**Written task:**
Recast the material below as a Markdown table with the columns Line No. and Content, one row per nonblank line. Cover only the lines from the start of the material through the line containing "[[635, 114]]", with both ends included.

**The records:**
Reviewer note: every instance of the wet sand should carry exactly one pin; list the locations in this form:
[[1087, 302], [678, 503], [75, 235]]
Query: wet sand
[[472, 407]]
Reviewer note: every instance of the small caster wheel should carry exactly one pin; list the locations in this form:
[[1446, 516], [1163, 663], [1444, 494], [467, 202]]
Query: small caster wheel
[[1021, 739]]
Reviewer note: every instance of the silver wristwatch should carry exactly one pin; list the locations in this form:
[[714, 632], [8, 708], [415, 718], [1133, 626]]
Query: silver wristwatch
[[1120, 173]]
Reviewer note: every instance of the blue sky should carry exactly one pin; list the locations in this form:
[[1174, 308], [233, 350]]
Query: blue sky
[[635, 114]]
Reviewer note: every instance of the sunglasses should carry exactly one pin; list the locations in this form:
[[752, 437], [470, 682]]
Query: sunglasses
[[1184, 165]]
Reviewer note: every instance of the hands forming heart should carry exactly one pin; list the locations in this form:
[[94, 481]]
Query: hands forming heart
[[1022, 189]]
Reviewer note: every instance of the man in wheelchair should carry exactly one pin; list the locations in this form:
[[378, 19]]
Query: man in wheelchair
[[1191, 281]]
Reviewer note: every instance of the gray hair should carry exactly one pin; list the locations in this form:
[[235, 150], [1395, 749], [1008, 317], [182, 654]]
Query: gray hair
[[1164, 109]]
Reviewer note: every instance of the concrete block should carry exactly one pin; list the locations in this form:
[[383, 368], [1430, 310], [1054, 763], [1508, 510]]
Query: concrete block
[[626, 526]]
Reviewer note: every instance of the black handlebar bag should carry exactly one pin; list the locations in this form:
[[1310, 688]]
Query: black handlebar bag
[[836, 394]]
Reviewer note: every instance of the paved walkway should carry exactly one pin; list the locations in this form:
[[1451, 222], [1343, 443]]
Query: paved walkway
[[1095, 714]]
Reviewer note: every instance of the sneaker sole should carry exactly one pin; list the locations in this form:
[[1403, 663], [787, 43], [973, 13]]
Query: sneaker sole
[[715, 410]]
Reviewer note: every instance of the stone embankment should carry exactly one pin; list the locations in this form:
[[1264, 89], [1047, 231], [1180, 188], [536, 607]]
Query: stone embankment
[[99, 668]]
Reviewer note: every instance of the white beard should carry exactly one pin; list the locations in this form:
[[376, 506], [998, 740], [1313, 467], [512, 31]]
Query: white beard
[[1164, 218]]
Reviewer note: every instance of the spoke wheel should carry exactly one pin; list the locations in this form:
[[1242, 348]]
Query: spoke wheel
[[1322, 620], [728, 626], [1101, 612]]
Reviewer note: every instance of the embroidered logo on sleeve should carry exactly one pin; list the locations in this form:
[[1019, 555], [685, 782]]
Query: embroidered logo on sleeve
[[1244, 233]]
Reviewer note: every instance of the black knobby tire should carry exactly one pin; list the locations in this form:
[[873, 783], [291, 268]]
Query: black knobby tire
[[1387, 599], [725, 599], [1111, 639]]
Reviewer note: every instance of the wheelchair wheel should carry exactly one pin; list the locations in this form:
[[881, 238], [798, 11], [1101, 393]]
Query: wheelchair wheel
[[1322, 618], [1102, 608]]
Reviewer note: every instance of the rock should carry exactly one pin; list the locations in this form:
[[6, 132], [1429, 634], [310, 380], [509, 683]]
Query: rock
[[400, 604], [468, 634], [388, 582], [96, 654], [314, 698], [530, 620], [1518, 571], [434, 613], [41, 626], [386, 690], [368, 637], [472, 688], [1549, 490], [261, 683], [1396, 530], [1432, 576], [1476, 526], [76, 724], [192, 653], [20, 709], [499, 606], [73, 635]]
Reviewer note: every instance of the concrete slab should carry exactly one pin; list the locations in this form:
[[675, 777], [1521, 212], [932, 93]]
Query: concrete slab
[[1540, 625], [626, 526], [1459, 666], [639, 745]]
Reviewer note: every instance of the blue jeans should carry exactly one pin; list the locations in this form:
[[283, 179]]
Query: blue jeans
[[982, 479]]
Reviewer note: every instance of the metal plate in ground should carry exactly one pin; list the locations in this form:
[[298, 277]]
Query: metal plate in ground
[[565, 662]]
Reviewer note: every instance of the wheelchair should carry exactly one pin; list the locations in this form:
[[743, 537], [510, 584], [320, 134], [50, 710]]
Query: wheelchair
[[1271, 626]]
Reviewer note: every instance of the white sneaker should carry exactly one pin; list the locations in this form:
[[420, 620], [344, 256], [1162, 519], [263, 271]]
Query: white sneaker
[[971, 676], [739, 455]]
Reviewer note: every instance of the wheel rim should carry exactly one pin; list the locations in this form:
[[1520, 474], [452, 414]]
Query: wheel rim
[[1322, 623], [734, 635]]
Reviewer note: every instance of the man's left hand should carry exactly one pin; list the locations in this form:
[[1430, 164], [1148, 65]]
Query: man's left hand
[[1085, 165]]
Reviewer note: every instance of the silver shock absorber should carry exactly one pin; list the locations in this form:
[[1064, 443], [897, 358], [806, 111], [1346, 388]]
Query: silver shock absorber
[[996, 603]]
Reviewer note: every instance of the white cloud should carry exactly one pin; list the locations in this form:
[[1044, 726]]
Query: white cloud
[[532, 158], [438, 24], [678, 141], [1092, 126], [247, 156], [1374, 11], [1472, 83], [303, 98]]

**Worked answer:**
| Line No. | Content |
|---|---|
| 1 | Reviewer note: every instance of the wet sand should carry exactly one pin; list the locations in this form: |
| 2 | [[1087, 302], [678, 503], [75, 235]] |
| 3 | Query: wet sand |
| 4 | [[472, 407]] |
| 5 | Reviewer note: every instance of the small caster wheel should carry exactly one pin; list the locations in this form: |
| 6 | [[1446, 516], [1163, 663], [1444, 494], [467, 202]] |
| 7 | Query: small caster wheel |
| 8 | [[1021, 739]] |
| 9 | Reviewer note: every instance of the silver wristwatch should carry exactly one pin; list the locations in this form: |
| 10 | [[714, 632], [8, 708], [415, 718], [1133, 626]] |
| 11 | Query: silver wristwatch |
| 12 | [[1120, 173]] |
| 13 | Reviewer note: every instance of the blue sky should carry exactly one pin; list the locations in this form: |
| 14 | [[1174, 308], [233, 350]] |
| 15 | Query: blue sky |
| 16 | [[635, 114]] |